-- start Material for this task --
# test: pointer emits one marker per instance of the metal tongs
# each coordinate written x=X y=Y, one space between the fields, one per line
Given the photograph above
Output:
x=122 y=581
-- end Material for this task --
◆ Exercise requirements ◆
Rewrite the rows above, replacing "metal tongs" with "steel tongs" and keeping everything else the same.

◆ Written answer ◆
# test: pointer emits one marker per instance of the steel tongs
# each coordinate written x=X y=Y, one space between the fields, one per line
Given the photograph above
Output:
x=122 y=581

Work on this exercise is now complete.